- Given task
In the forum thread about a new doggie couture order below, list every item that elaina says she is still waiting to receive, with the seller she names for each.

- Extract
==========

# New doggie couture order ?



## Jessicashield (Feb 13, 2015)

I got my order which was some wooflink tops and a louisdog vest and some Susan lanci.
The louisdog small fits Millie perfectly so very pleased with that. The wooflink 2 is slightly baggy around her tummy and so next time I'm going to try and 1 hopefully it will be a nicer fit.
The Susan lanci collar fits perfectly however the harness came in the wrong size and so I will put photos on of millie wearing the right size when it gets delivered.


Millie in the car with mamma








Action shot of Darcy trying to scare millie haha!


Everyone playing in the garden 


Gucci sunbathing


----------



## elaina (Jul 1, 2008)

Millie looks so cute in all her new things. I especially love the cupcake mon tank and I love how the SL collar matches the donut top perfect !! 

love the puppy pics too. 

awww, too bad she sent the wrong size harness... I hope it doesn't take too long for her to get you a replacement one


----------



## Jessicashield (Feb 13, 2015)

elaina said:


> Millie looks so cute in all her new things. I especially love the cupcake mon tank and I love how the SL collar matches the donut top perfect !!
> 
> love the puppy pics too.
> 
> awww, too bad she sent the wrong size harness... I hope it doesn't take too long for her to get you a replacement one


thankyou hunny she does look like a real cutie, the cupcakemon tank fits the best and she is really comfortable in it. she wore it under the pretty pet coat that I got from meoshia today. 
I love the perfect pink colour glad I went with it, I chose puppy pink and French lavender in my next order.
Melissa was really nice about it she apologised and said she contacted the designer to rush the new harness and also said she was going to send me a gift for the inconvenience. bless her heart, she is lovely.
are you waiting on any orders at the minute?


----------



## elaina (Jul 1, 2008)

Jessicashield said:


> thankyou hunny she does look like a real cutie, the cupcakemon tank fits the best and she is really comfortable in it. she wore it under the pretty pet coat that I got from meoshia today.
> I love the perfect pink colour glad I went with it, I chose puppy pink and French lavender in my next order.
> Melissa was really nice about it she apologised and said she contacted the designer to rush the new harness and also said she was going to send me a gift for the inconvenience. bless her heart, she is lovely.
> are you waiting on any orders at the minute?


I love the perfect pink color too. I have that one for Ellie in the sparkly style ( forgot the name of it . lol ) . 
I will be ordering a puppy pink color for Ellie when I place my next order. I been wanting that color for a long time. 
Melissa is a sweetheart. that's one of the reasons I love to order from DC. we get really good customer service. awww, cant wait to see what she sends you for a gift . 

yes, I have one DC order from the very last sale. its the Wow padding dress for Minnie in Red, and the LD terry dress in pink for Ellie. 

also, I have an order that I think i'll get today from Pariero for the Kawaii tees and dresses for Minnie and for Ellie 

and a doggie tag from Etsy should be on its way to me too.

==========

- Extracted data
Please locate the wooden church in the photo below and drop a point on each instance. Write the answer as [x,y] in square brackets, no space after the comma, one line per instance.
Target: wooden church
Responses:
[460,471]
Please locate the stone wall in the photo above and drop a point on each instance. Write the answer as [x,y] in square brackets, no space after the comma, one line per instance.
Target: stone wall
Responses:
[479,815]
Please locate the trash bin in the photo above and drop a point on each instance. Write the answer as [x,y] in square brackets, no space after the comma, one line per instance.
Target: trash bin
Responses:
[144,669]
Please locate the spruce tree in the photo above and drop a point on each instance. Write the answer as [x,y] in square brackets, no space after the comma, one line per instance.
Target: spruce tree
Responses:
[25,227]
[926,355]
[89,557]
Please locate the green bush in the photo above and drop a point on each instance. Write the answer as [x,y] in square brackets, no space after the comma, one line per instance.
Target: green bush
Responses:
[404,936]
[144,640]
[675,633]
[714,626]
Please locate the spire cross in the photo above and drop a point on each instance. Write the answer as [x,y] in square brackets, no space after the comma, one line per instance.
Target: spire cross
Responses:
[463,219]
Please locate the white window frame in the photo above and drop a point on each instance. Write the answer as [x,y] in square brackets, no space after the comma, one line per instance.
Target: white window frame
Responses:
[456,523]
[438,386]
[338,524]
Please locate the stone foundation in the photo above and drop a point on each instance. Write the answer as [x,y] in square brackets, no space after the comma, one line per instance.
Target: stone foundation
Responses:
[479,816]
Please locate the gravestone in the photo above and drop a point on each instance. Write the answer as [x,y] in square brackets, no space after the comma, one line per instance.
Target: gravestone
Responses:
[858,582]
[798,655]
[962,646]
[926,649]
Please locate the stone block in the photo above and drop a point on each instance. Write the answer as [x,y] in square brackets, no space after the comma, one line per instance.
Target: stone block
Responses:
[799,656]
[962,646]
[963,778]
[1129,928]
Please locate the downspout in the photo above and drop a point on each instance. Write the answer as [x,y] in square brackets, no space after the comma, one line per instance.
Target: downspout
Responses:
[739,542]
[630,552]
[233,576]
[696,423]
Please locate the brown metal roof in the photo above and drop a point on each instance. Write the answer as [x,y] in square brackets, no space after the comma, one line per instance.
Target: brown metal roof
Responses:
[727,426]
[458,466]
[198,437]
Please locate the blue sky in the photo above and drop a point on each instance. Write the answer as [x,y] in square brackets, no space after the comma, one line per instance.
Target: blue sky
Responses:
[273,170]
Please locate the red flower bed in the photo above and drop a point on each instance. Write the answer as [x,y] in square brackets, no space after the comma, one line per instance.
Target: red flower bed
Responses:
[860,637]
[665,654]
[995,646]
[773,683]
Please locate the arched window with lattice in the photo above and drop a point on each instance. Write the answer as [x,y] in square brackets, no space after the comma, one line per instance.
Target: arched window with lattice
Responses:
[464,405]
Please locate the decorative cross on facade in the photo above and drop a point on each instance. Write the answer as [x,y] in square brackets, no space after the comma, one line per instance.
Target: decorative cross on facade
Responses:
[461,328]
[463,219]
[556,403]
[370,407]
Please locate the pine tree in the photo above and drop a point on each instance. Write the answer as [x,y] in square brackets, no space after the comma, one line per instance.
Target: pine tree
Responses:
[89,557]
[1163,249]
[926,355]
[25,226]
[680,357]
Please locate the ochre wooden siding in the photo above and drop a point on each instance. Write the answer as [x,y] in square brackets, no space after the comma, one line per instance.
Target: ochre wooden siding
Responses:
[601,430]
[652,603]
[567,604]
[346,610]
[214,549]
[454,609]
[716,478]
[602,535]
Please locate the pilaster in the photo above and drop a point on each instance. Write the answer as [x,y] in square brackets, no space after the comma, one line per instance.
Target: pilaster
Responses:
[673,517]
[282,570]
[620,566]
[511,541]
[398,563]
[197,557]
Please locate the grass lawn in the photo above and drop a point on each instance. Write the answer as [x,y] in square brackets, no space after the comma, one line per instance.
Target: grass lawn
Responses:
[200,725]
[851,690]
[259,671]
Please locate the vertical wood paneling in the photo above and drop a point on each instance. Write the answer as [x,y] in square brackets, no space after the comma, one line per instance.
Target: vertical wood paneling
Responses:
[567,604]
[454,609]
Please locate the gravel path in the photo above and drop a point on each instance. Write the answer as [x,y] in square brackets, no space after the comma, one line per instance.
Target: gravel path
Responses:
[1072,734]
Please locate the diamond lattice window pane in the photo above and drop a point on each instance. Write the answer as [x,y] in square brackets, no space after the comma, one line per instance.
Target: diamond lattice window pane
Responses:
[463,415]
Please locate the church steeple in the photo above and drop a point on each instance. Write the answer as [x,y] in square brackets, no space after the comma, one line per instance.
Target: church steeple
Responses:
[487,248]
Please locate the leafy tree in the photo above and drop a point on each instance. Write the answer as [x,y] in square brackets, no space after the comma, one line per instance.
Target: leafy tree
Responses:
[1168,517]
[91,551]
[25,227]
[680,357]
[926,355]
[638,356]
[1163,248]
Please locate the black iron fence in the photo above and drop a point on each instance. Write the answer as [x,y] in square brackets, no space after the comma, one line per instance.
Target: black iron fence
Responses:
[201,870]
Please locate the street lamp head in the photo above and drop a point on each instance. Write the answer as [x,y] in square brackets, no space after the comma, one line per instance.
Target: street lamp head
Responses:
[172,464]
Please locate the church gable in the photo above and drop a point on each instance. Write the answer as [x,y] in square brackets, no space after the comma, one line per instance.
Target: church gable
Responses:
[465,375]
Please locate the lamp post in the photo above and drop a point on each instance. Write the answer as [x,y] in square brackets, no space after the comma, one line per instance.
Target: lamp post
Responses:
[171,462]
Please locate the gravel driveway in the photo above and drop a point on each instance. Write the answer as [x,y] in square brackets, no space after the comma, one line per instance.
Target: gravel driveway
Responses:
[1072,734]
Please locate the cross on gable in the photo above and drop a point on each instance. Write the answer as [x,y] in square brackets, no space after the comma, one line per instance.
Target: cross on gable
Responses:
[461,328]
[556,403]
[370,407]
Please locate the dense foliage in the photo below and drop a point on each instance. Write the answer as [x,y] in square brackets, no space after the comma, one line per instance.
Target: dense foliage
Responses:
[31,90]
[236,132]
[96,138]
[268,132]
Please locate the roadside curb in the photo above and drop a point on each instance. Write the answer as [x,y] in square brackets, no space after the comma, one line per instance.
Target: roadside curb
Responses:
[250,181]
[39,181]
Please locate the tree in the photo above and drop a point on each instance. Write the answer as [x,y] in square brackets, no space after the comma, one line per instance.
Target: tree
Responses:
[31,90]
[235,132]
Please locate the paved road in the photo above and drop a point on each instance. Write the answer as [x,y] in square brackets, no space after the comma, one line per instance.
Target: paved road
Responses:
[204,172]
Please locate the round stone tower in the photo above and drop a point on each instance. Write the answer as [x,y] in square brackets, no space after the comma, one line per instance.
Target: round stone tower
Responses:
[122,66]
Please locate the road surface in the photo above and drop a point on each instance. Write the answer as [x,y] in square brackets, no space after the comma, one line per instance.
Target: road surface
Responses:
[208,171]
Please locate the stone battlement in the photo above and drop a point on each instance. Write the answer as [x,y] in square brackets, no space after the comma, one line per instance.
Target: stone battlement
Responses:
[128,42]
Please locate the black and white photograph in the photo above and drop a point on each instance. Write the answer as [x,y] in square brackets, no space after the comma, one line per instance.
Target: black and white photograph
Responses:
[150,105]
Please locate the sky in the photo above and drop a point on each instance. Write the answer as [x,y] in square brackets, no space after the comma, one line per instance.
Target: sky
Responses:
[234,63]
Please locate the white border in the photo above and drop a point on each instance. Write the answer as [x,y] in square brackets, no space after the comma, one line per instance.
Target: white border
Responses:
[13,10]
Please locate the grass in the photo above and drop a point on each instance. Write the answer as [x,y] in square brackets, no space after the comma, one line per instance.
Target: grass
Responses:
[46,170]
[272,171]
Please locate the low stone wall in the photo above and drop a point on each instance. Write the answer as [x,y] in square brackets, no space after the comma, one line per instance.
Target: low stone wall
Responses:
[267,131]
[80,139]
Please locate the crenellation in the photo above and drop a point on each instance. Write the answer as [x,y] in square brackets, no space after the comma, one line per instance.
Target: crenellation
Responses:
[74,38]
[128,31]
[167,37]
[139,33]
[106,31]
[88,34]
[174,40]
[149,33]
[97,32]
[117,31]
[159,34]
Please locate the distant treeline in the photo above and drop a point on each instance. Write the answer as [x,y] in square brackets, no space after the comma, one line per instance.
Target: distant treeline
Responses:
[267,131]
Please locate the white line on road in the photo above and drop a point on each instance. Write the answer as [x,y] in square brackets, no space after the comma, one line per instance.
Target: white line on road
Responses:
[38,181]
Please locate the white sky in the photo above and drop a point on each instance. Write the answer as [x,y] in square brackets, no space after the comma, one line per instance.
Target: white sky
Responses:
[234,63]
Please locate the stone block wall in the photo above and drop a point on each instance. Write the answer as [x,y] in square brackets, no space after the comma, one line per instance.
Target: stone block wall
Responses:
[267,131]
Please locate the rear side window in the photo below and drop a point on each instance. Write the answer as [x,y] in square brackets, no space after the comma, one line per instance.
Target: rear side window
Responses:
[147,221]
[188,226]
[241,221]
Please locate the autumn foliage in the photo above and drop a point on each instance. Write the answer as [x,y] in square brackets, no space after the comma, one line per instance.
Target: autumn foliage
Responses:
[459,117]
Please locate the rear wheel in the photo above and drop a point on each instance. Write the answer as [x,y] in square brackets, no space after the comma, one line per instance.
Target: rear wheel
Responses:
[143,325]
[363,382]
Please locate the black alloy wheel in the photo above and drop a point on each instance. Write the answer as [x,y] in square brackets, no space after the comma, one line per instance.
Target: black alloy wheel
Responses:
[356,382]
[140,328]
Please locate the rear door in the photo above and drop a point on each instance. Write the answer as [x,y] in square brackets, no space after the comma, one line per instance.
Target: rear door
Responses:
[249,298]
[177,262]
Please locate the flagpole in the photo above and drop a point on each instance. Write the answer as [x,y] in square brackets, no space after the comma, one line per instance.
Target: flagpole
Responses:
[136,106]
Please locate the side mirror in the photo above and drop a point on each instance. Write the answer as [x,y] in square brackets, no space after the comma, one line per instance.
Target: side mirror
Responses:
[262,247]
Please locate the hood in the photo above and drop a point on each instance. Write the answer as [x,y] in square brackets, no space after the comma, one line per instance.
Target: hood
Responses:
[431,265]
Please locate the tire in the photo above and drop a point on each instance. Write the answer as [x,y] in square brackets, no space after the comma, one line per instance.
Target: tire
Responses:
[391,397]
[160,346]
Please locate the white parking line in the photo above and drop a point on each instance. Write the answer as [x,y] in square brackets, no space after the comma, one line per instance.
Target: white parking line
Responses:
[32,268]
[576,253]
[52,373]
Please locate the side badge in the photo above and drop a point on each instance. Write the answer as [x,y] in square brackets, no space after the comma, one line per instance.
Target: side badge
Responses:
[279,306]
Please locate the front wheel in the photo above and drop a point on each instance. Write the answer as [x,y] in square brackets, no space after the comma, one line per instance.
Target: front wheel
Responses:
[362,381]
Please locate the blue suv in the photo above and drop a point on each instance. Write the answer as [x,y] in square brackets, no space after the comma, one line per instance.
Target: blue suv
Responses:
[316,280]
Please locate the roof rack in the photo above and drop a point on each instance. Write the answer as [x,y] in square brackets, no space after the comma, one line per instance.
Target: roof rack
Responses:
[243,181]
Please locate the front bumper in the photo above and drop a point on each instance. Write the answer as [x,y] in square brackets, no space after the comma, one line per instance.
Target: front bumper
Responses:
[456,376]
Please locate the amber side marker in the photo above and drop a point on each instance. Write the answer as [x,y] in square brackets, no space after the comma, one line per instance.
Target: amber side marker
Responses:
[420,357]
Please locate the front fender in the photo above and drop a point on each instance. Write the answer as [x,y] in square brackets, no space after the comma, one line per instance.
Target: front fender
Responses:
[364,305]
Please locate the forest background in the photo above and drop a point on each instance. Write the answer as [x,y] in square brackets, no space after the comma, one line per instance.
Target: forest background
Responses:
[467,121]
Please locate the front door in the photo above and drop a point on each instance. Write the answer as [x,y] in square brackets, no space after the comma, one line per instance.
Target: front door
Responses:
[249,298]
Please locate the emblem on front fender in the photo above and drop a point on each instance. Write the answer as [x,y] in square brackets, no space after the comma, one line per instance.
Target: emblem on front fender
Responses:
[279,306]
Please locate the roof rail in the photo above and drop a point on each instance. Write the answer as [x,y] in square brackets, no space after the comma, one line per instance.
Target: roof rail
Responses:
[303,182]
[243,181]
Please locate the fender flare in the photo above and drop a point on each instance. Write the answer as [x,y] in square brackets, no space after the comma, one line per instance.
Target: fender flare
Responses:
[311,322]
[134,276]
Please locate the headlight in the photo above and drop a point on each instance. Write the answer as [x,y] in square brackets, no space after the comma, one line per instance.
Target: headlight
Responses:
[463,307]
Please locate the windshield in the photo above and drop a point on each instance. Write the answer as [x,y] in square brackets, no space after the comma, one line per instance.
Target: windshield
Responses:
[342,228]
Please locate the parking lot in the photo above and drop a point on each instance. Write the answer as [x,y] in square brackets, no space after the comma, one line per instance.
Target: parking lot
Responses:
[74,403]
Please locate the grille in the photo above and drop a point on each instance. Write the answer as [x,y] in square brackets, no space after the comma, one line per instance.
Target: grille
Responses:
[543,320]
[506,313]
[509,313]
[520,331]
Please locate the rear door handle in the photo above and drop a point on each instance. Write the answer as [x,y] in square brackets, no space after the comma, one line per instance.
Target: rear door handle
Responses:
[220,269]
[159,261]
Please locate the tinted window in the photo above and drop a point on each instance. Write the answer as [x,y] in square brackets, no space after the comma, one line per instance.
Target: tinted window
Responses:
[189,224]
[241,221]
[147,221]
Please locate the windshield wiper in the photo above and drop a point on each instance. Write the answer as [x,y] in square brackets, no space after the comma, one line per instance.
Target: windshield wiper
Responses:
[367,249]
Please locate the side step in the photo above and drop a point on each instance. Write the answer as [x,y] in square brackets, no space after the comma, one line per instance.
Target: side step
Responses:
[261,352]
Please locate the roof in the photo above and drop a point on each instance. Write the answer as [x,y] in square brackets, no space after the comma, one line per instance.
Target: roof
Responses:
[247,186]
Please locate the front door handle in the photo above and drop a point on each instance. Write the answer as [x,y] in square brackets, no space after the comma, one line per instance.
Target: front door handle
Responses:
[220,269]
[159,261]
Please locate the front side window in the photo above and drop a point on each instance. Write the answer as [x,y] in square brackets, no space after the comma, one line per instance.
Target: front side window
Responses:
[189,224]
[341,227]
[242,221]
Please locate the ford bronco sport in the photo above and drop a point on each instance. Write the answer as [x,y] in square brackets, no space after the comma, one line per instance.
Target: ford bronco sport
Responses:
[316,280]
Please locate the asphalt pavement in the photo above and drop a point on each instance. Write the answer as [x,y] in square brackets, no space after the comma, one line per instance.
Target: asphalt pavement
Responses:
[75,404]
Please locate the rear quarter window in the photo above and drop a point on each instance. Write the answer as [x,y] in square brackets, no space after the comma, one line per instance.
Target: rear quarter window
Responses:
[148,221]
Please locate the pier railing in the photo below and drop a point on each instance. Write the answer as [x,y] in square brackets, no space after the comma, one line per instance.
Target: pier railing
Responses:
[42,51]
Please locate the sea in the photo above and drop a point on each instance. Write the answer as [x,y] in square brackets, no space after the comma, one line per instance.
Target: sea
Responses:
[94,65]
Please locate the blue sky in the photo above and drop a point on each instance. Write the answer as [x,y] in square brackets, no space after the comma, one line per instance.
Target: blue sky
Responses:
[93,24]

==========

- Response to this exercise
- Wow padding dress in red for Minnie (DC)
- LD terry dress in pink for Ellie (DC)
- Kawaii tees and dresses for Minnie and Ellie (Pariero)
- A doggie tag (Etsy)